-- Start of Records shown --

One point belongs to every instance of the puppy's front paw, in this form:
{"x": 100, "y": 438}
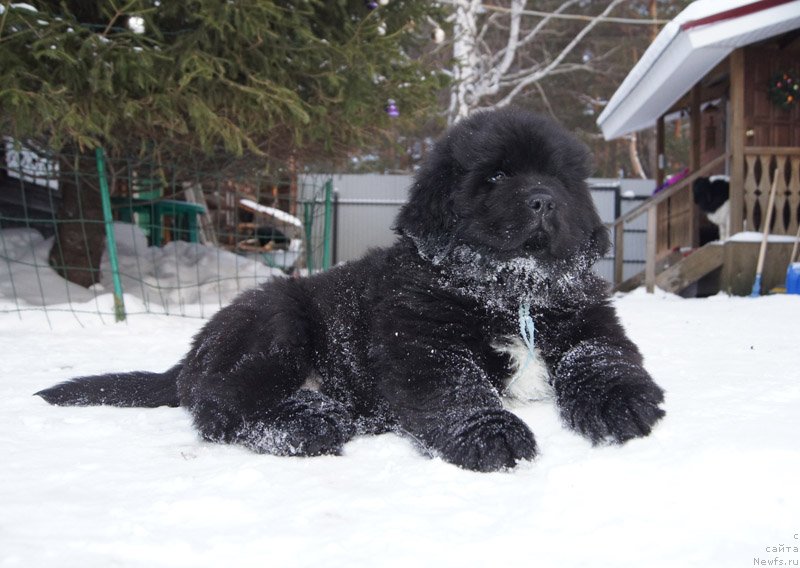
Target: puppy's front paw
{"x": 486, "y": 440}
{"x": 619, "y": 412}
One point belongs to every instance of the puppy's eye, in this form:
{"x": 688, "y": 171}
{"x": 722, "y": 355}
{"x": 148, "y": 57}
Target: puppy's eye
{"x": 496, "y": 177}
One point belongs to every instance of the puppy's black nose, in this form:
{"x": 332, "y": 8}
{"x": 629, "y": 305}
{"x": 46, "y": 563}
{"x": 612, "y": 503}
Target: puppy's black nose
{"x": 541, "y": 203}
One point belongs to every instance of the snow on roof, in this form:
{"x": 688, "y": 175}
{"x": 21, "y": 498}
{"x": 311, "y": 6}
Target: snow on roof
{"x": 687, "y": 48}
{"x": 271, "y": 211}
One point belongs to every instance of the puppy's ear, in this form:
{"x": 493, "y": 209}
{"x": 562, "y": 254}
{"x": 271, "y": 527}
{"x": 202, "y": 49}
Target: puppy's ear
{"x": 428, "y": 216}
{"x": 599, "y": 242}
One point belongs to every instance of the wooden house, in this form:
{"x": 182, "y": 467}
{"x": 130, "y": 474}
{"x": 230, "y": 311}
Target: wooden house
{"x": 721, "y": 63}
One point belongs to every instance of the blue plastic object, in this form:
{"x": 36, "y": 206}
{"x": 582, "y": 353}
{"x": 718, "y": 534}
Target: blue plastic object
{"x": 793, "y": 278}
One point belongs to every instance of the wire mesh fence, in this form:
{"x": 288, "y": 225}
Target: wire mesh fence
{"x": 88, "y": 235}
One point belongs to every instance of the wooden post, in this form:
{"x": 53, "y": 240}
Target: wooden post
{"x": 694, "y": 161}
{"x": 650, "y": 251}
{"x": 661, "y": 157}
{"x": 737, "y": 136}
{"x": 619, "y": 252}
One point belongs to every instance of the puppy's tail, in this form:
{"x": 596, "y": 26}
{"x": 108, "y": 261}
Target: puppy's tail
{"x": 139, "y": 388}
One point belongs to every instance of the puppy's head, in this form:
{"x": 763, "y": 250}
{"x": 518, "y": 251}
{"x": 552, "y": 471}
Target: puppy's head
{"x": 710, "y": 193}
{"x": 509, "y": 184}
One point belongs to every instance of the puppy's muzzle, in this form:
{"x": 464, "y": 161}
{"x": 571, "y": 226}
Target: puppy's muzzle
{"x": 542, "y": 205}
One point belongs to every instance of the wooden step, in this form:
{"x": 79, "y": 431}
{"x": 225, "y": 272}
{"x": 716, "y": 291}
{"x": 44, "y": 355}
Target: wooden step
{"x": 637, "y": 279}
{"x": 692, "y": 268}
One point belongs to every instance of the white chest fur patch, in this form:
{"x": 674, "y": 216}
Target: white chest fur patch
{"x": 530, "y": 380}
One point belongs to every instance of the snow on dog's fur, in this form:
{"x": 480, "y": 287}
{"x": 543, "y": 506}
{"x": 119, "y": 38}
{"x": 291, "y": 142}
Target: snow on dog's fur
{"x": 499, "y": 228}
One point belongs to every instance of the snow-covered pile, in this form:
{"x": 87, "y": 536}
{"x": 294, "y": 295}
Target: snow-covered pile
{"x": 168, "y": 278}
{"x": 716, "y": 484}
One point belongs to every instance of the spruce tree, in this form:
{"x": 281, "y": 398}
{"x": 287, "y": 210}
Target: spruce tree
{"x": 226, "y": 83}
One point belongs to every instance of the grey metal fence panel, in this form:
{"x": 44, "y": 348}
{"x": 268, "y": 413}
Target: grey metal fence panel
{"x": 368, "y": 203}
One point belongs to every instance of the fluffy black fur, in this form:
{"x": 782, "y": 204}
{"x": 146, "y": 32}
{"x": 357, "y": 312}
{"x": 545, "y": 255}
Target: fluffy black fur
{"x": 404, "y": 339}
{"x": 710, "y": 194}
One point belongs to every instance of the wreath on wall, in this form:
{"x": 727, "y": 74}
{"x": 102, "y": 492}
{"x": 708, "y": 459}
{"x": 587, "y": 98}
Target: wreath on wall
{"x": 784, "y": 89}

-- End of Records shown --

:: Exercise directions ::
Update all of the material by replacing "puppy's" with "dog's" wherever it occurs, changing nothing else. Leave the pictures out of your answer.

:: Written response ::
One point belongs to every instance of the dog's front paw, in this form:
{"x": 100, "y": 438}
Target: dog's front paw
{"x": 486, "y": 440}
{"x": 619, "y": 412}
One point belongs to every instance of the dog's eye, in this form:
{"x": 688, "y": 171}
{"x": 722, "y": 355}
{"x": 148, "y": 57}
Target: dog's eye
{"x": 496, "y": 177}
One point belongs to every instance of the dog's black nose, in this form:
{"x": 332, "y": 8}
{"x": 629, "y": 305}
{"x": 46, "y": 563}
{"x": 612, "y": 503}
Target: dog's black nose
{"x": 541, "y": 203}
One point belongs to every instance of the snow on roof, in this form:
{"x": 688, "y": 175}
{"x": 21, "y": 498}
{"x": 311, "y": 6}
Target: snow on roof
{"x": 687, "y": 48}
{"x": 271, "y": 211}
One point belongs to every instance of the dog's ear, in this form:
{"x": 493, "y": 209}
{"x": 562, "y": 254}
{"x": 271, "y": 527}
{"x": 202, "y": 49}
Target: dog's ear
{"x": 428, "y": 216}
{"x": 599, "y": 242}
One point belongs to every instance of the wooden house, in this form:
{"x": 182, "y": 467}
{"x": 130, "y": 474}
{"x": 230, "y": 311}
Target: wooden house
{"x": 721, "y": 63}
One point belongs to every instance of the blue plastic object, in this form:
{"x": 36, "y": 206}
{"x": 582, "y": 353}
{"x": 718, "y": 534}
Target: blue plastic object
{"x": 793, "y": 278}
One point belongs to every instance of the wire mesh fence, in this form:
{"x": 288, "y": 225}
Target: wire mesh fence
{"x": 88, "y": 235}
One point belongs to every instance of the wooden post, in this form:
{"x": 53, "y": 240}
Target: wooden post
{"x": 694, "y": 161}
{"x": 650, "y": 251}
{"x": 661, "y": 157}
{"x": 737, "y": 136}
{"x": 619, "y": 252}
One point belongs to every instance of the dog's tail, in this form:
{"x": 596, "y": 26}
{"x": 108, "y": 261}
Target: dog's tail
{"x": 139, "y": 388}
One point belongs to every instance of the dog's head, in this form:
{"x": 763, "y": 250}
{"x": 518, "y": 251}
{"x": 552, "y": 471}
Target: dog's head
{"x": 710, "y": 193}
{"x": 509, "y": 184}
One point belongs to every instance of the dog's muzzle, in this form:
{"x": 464, "y": 161}
{"x": 571, "y": 226}
Target: dog's muzzle
{"x": 542, "y": 205}
One point belongs to every instance of the wooden step, in this form:
{"x": 79, "y": 431}
{"x": 225, "y": 272}
{"x": 716, "y": 291}
{"x": 44, "y": 355}
Target: wooden step
{"x": 637, "y": 279}
{"x": 692, "y": 268}
One point belongs to every instance of the white chest fur patch, in this form:
{"x": 674, "y": 216}
Target: white chest fur patch
{"x": 530, "y": 380}
One point belongs to every instance of the snow on dog's fur, in this form:
{"x": 480, "y": 287}
{"x": 543, "y": 506}
{"x": 119, "y": 38}
{"x": 291, "y": 142}
Target: snow on dog's fur
{"x": 499, "y": 228}
One point belongs to every instance of the snow-covered pile, in this form:
{"x": 87, "y": 536}
{"x": 294, "y": 295}
Target: snow-covered pile
{"x": 168, "y": 278}
{"x": 716, "y": 484}
One point belongs to every instance of the spruce tree, in this form:
{"x": 281, "y": 398}
{"x": 287, "y": 210}
Target: spruce tree
{"x": 226, "y": 83}
One point belongs to every instance of the grey metal fence panel, in this form:
{"x": 44, "y": 348}
{"x": 268, "y": 413}
Target: grey metal fence panel
{"x": 368, "y": 203}
One point belongs to every instance of the fluffy black fur, in this form:
{"x": 782, "y": 204}
{"x": 146, "y": 32}
{"x": 357, "y": 312}
{"x": 545, "y": 255}
Target: fluffy black fur
{"x": 404, "y": 339}
{"x": 710, "y": 194}
One point belongs to every instance of the wreath on wall, in this form:
{"x": 727, "y": 74}
{"x": 102, "y": 492}
{"x": 708, "y": 459}
{"x": 587, "y": 98}
Target: wreath on wall
{"x": 784, "y": 89}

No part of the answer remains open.